Set the records down again, exactly, without their images.

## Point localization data
++++++++++

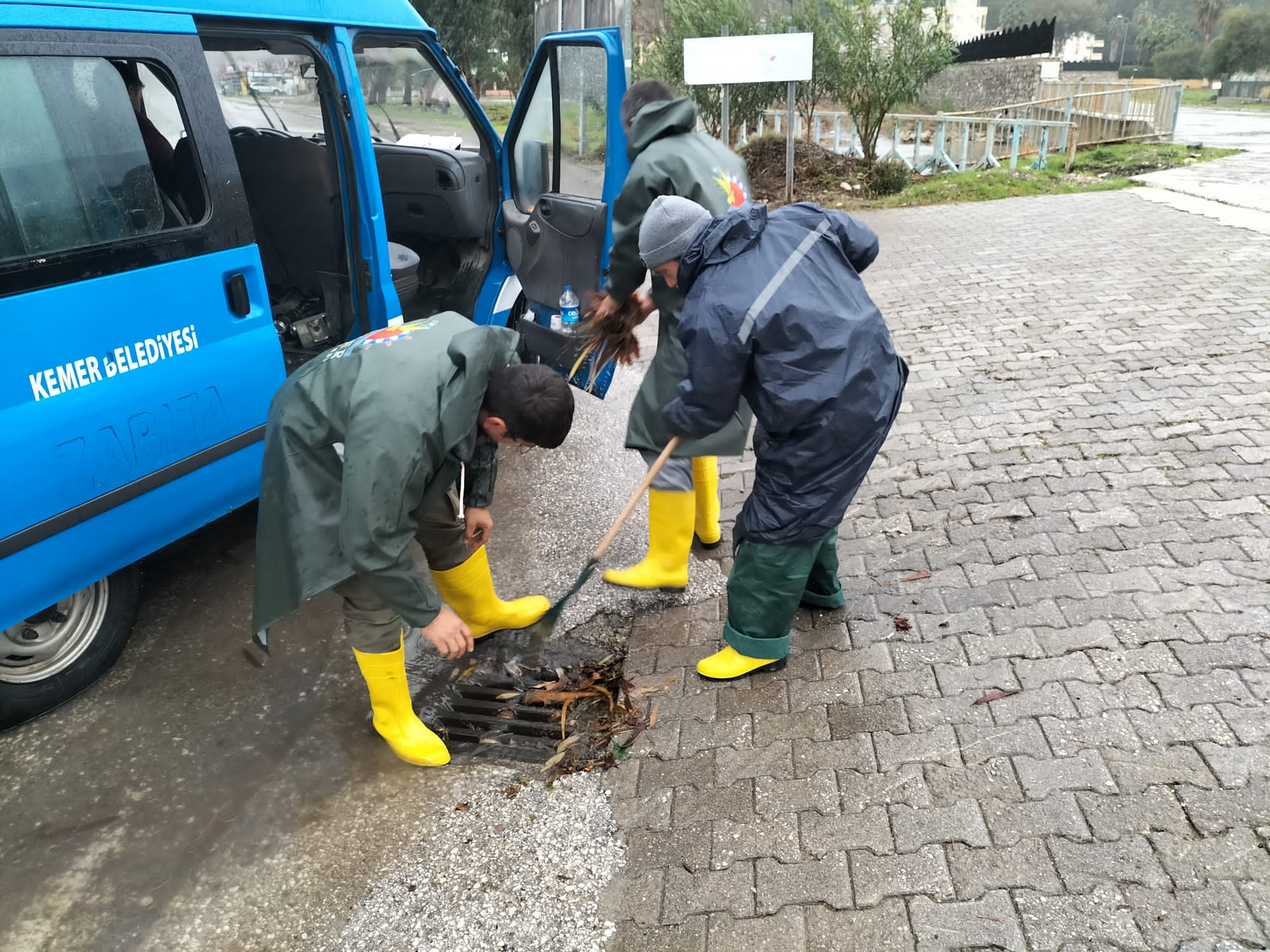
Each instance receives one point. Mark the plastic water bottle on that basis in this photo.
(570, 309)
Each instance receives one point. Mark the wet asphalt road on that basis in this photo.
(191, 800)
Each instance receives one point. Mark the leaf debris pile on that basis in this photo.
(608, 340)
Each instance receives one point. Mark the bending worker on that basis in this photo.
(670, 158)
(777, 314)
(361, 456)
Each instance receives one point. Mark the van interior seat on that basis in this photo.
(294, 197)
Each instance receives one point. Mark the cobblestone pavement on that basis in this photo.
(1083, 469)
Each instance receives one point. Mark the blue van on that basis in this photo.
(199, 197)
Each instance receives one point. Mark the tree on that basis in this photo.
(491, 41)
(810, 17)
(1208, 15)
(1163, 32)
(664, 59)
(1014, 15)
(1243, 46)
(1182, 62)
(464, 29)
(881, 72)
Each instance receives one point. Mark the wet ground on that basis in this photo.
(192, 800)
(1235, 191)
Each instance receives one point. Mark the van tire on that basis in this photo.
(22, 703)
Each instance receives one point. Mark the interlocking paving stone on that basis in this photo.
(1112, 817)
(826, 880)
(1057, 817)
(919, 827)
(1103, 916)
(868, 830)
(876, 878)
(1085, 771)
(1193, 861)
(1027, 865)
(1215, 912)
(885, 929)
(951, 927)
(1083, 866)
(761, 837)
(772, 934)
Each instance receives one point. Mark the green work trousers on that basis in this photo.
(766, 587)
(371, 626)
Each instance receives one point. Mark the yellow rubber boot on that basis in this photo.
(730, 663)
(705, 486)
(670, 540)
(469, 590)
(394, 715)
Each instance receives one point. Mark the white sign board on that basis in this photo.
(772, 58)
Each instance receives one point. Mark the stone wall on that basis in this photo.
(982, 86)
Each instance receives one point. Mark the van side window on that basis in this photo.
(410, 105)
(81, 162)
(584, 116)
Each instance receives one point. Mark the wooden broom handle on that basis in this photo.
(636, 497)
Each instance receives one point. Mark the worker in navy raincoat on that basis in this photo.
(777, 314)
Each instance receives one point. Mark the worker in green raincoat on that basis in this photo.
(363, 453)
(671, 158)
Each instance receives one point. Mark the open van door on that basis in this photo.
(565, 162)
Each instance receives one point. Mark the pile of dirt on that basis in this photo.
(819, 173)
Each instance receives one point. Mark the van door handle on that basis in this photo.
(239, 300)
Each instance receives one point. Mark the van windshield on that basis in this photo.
(264, 89)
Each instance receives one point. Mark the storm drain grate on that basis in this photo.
(477, 704)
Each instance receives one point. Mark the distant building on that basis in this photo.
(1083, 48)
(967, 20)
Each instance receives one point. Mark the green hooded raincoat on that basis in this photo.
(404, 404)
(670, 158)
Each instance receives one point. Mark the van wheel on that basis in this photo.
(54, 656)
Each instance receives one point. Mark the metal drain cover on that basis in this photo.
(474, 704)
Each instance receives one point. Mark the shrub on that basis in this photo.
(890, 178)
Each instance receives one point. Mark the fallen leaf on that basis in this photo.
(653, 689)
(994, 696)
(558, 697)
(553, 762)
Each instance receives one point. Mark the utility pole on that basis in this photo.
(723, 102)
(1125, 43)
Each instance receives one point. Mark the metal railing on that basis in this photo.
(934, 144)
(1100, 112)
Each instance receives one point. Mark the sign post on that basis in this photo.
(792, 92)
(770, 58)
(723, 105)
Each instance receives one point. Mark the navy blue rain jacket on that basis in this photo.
(775, 313)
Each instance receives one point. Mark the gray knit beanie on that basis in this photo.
(669, 228)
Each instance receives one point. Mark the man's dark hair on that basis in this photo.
(643, 93)
(534, 402)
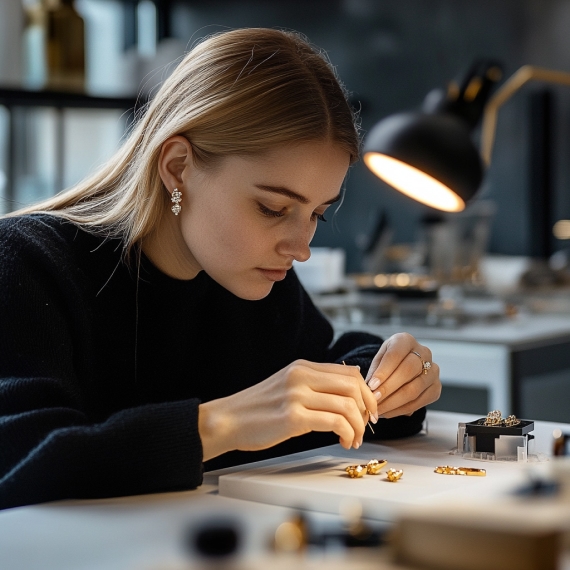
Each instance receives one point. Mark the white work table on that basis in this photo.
(146, 532)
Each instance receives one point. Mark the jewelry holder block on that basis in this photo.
(502, 443)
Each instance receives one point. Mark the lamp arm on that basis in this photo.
(521, 77)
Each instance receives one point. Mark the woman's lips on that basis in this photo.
(274, 274)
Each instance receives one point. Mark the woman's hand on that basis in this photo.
(303, 397)
(397, 378)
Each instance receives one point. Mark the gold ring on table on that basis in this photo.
(426, 364)
(374, 466)
(356, 471)
(394, 475)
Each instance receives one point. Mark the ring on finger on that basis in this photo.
(426, 364)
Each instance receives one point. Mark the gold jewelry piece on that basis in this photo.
(176, 198)
(495, 419)
(394, 475)
(426, 364)
(511, 421)
(374, 466)
(356, 471)
(469, 471)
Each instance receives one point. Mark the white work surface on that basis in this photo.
(147, 532)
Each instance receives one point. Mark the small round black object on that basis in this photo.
(216, 540)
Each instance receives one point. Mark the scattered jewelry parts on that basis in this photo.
(469, 471)
(356, 471)
(373, 467)
(394, 475)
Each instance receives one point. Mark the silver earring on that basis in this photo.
(176, 198)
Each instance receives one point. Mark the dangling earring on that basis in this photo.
(176, 198)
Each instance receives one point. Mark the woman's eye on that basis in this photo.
(271, 213)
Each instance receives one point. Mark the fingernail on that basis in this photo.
(373, 383)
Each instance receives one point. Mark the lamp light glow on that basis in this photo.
(413, 182)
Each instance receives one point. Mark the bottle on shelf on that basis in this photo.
(54, 46)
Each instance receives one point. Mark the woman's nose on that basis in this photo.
(296, 244)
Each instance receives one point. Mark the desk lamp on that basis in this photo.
(429, 155)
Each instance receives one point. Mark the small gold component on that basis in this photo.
(512, 421)
(394, 475)
(469, 471)
(374, 466)
(356, 471)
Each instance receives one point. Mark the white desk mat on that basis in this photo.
(321, 484)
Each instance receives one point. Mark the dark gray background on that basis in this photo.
(389, 54)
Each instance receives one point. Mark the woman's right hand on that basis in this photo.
(300, 398)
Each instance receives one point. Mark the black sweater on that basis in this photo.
(103, 365)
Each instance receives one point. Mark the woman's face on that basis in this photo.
(246, 220)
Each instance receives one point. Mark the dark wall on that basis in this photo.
(390, 53)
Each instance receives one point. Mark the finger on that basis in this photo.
(391, 353)
(409, 369)
(338, 379)
(395, 393)
(431, 394)
(317, 420)
(342, 405)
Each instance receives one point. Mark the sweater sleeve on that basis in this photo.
(51, 447)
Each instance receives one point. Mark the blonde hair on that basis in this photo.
(237, 92)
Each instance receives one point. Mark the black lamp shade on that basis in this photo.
(437, 145)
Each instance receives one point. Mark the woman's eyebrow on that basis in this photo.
(293, 195)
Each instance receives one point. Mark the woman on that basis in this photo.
(150, 320)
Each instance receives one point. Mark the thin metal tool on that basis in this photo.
(367, 410)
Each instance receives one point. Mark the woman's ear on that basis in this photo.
(175, 157)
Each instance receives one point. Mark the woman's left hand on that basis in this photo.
(398, 378)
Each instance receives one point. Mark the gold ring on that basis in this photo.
(394, 475)
(374, 466)
(355, 471)
(468, 471)
(426, 364)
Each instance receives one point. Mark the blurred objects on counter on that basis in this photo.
(11, 27)
(54, 46)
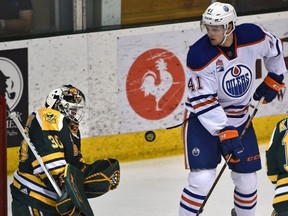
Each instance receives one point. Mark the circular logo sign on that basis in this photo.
(155, 84)
(12, 82)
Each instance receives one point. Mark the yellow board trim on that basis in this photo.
(133, 146)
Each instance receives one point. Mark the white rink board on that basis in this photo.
(97, 63)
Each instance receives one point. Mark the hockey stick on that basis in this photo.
(228, 159)
(13, 116)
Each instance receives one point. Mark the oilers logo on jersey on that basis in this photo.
(237, 80)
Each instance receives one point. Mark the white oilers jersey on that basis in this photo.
(220, 81)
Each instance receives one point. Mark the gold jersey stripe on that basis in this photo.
(32, 178)
(44, 199)
(279, 199)
(282, 181)
(49, 157)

++++++++++

## OUTPUT FOR THIS EXERCISE
Each instance receives one point. Mark the plastic water bottle on that basis in this photo.
(570, 309)
Each instance receives one point. Mark the wet asphalt road on that basis in this photo.
(191, 800)
Each instance receives one point. Mark the leaf debris pile on that basis in this photo.
(608, 340)
Each instance receives one point. Mark the bending worker on that basis in this photo.
(670, 158)
(777, 314)
(361, 456)
Each instance receives one point. Mark the van interior seat on that basis in this photo.
(294, 197)
Each instance receives one point. Mark the cobblestone pavement on that basis in this photo.
(1083, 469)
Each instance receives one point. Mark the blue van on that basis in this photo.
(199, 197)
Each instance receives one point. Mark the tree on that basis in this photo.
(491, 41)
(810, 17)
(1208, 15)
(1163, 32)
(664, 59)
(1014, 15)
(1243, 46)
(1182, 62)
(464, 29)
(881, 72)
Each instance receives one point. Mark the wet ground on that basis in this photo.
(192, 800)
(1235, 191)
Each instance receives one point. Mark the van tire on that basis in this photo.
(22, 703)
Each instance receives one point. Mark the interlocking paving stone on that basis in this photo.
(1112, 817)
(826, 880)
(1057, 817)
(919, 827)
(1103, 916)
(868, 830)
(876, 878)
(1085, 771)
(1193, 861)
(1027, 865)
(1215, 912)
(885, 929)
(951, 927)
(1083, 866)
(761, 837)
(772, 934)
Each instance receives one point. Mark the green work trousers on that basis in this photo.
(766, 587)
(371, 626)
Each instance receives one point. Mark the yellow rubber boot on that basis in this photo.
(730, 663)
(705, 486)
(670, 540)
(469, 590)
(394, 715)
Each instance receives one point. Mark the white sign board on that basis in this photo.
(772, 58)
Each instance receives one point. Mark the stone wall on that basis in this photo.
(982, 86)
Each instance receives one point. Mark the van side window on that basis in this photo.
(410, 105)
(81, 162)
(584, 116)
Each instance receives one point. Mark the wooden broom handle on that basis in this photo.
(636, 497)
Each instance receives one point. Mark the worker in navy raincoat on that basis in this photo.
(777, 314)
Each instance receives one point. Mark the worker in green raincoat on that basis in this photo.
(363, 453)
(671, 158)
Each instance receives one point. Mark the open van door on that basis in this photo.
(565, 162)
Each instance receives one point. Mark the pile of dirt on that basis in this photo.
(819, 173)
Each instance receives one point. Mark the van door handle on that basis in this photo.
(239, 300)
Each instance receives one point. Mark the van windshield on that basis in this photo.
(264, 89)
Each instance receives one point. Mark the storm drain grate on that basis in this photo.
(477, 704)
Each instance receives one point. Mark the distant building on that basis in this photo.
(1083, 48)
(967, 20)
Each instance receives one point. Mark the green hooded raincoat on that basis in this photo.
(404, 404)
(670, 158)
Each instance receives one point. Mark the van wheel on that basis in this photo.
(54, 656)
Each instance receives one point. Mark the metal drain cover on that basis in this photo.
(474, 704)
Each instance receives one point. Mark the shrub on that basis in this photo.
(890, 178)
Each instance receives one point. Mark the fallen leaf on that basis in this photo.
(653, 689)
(994, 696)
(558, 697)
(553, 762)
Each instance receives one point. Mark the utility pole on that basis in this photo.
(723, 102)
(1125, 43)
Each instance receives one point. Mark the metal railing on that basis in this photo.
(934, 144)
(1100, 112)
Each instance receives one point. Mark the sign post on that basis in this photo.
(792, 92)
(770, 58)
(723, 105)
Each instance receives one point. Mark the navy blue rain jacket on that basis in this photo.
(775, 313)
Each instance receives one point. Mark the gray knit beanie on that basis in this photo.
(669, 228)
Each instance receives one point. Mark the man's dark hair on that basis in this photo.
(643, 93)
(534, 402)
Each instance receives one point. Mark the white work table on that basis in this photo.
(146, 532)
Each instance receives one point. Mark the jewelry holder block on that basis in this photo.
(502, 443)
Each instance receives one point. Mark the lamp arm on that basis in this photo.
(521, 77)
Each instance receives one point. Mark the woman's lips on that basis in this photo.
(274, 274)
Each instance receives one point. Mark the woman's hand on that basis in this photo.
(303, 397)
(397, 378)
Each instance receives one point. Mark the gold ring on table on that basis in this photo.
(426, 364)
(374, 466)
(356, 471)
(394, 475)
Each instance receives one point. Mark the ring on finger on that basis in this photo.
(426, 364)
Each instance receives one point. Mark the gold jewelry piece on that basis in this photo.
(176, 198)
(495, 419)
(394, 475)
(426, 364)
(511, 421)
(374, 466)
(356, 471)
(469, 471)
Each instance receives one point. Mark the white work surface on that basis in this photo.
(147, 532)
Each instance receives one point. Mark the small round black object on that basis in this photo.
(216, 540)
Each instance receives one point. Mark the scattered jewelry parts on that basis in this photo.
(469, 471)
(356, 471)
(373, 467)
(394, 475)
Each instance receives one point. Mark the silver earring on that basis in this photo.
(176, 198)
Each instance receives one point. Mark the dangling earring on that basis in this photo.
(176, 198)
Each instance receives one point. Mark the woman's eye on that basis in this photo.
(271, 213)
Each instance receives one point. Mark the fingernail on that basis in this photo.
(373, 383)
Each instance receives one point. Mark the lamp light glow on that basis in this photo.
(413, 182)
Each instance receives one point. Mark the bottle on shelf on that basis in this photo.
(54, 46)
Each instance receives one point. Mark the woman's nose on that basis in this photo.
(296, 244)
Each instance receives one point. Mark the desk lamp on that basis in this photo.
(429, 155)
Each instance receives one point. Mark the small gold component on that basis in this photo.
(512, 421)
(394, 475)
(469, 471)
(374, 466)
(356, 471)
Each instance receives one point. Mark the white desk mat on that basis in this photo.
(321, 484)
Each instance receives one point. Mark the dark gray background on that basis in this photo.
(389, 54)
Each instance receives one point. Mark the woman's right hand on that basis in this photo.
(300, 398)
Each instance receives one point. Mark the black sweater on that basis in this photo.
(103, 365)
Each instance receives one point. Mark the woman's face on that basis in this photo.
(246, 220)
Each instance receives one point. Mark the dark wall on that basis in this photo.
(390, 53)
Each instance receives one point. Mark the finger on that basis in this photo.
(391, 353)
(409, 369)
(338, 379)
(395, 393)
(431, 394)
(317, 420)
(342, 405)
Each instance receives one point. Mark the sweater sleeve on that basis in this photo.
(51, 447)
Each instance receives one point. Mark the blonde hair on that basis in this photo.
(237, 92)
Each instance receives one point. Mark the black lamp shade on that basis in this photo.
(437, 145)
Each instance receives one point. Mark the woman's eyebrow on that basis in this photo.
(293, 195)
Each instance receives one point. Mark the woman on that basis in this photo.
(150, 320)
Each instance receives one point. Mark the thin metal tool on that basis in this photo.
(367, 410)
Each instance receives one point. Mark the woman's ear on that basis in this photo.
(175, 157)
Each instance receives one point. Mark the woman's left hand on that basis in this photo.
(398, 378)
Each instance receives one point. Mark the gold ring on that basis in this photo.
(394, 475)
(374, 466)
(355, 471)
(468, 471)
(426, 364)
Each instance receives one point. Mark the blurred objects on counter on that basis in this photo.
(11, 27)
(54, 46)
Each instance receives one point. Mark the circular logo sign on that basis in this photo.
(155, 84)
(12, 82)
Each instance receives one point. Mark the yellow board trim on that basis in this photo.
(133, 146)
Each instance receives one point. Mark the white rink board on that basis in this photo.
(97, 63)
Each instance receives one point. Mark the hockey stick on that basis in this photo.
(228, 159)
(13, 116)
Each instance receives one point. Mark the oilers logo on jersey on that basis in this photo.
(237, 80)
Each instance receives one point. Mark the white oilers jersey on that basis in this photo.
(220, 81)
Each instance receives one point. Mark the gold jersey stripe on that basis in this photo.
(32, 178)
(44, 199)
(279, 199)
(282, 181)
(49, 157)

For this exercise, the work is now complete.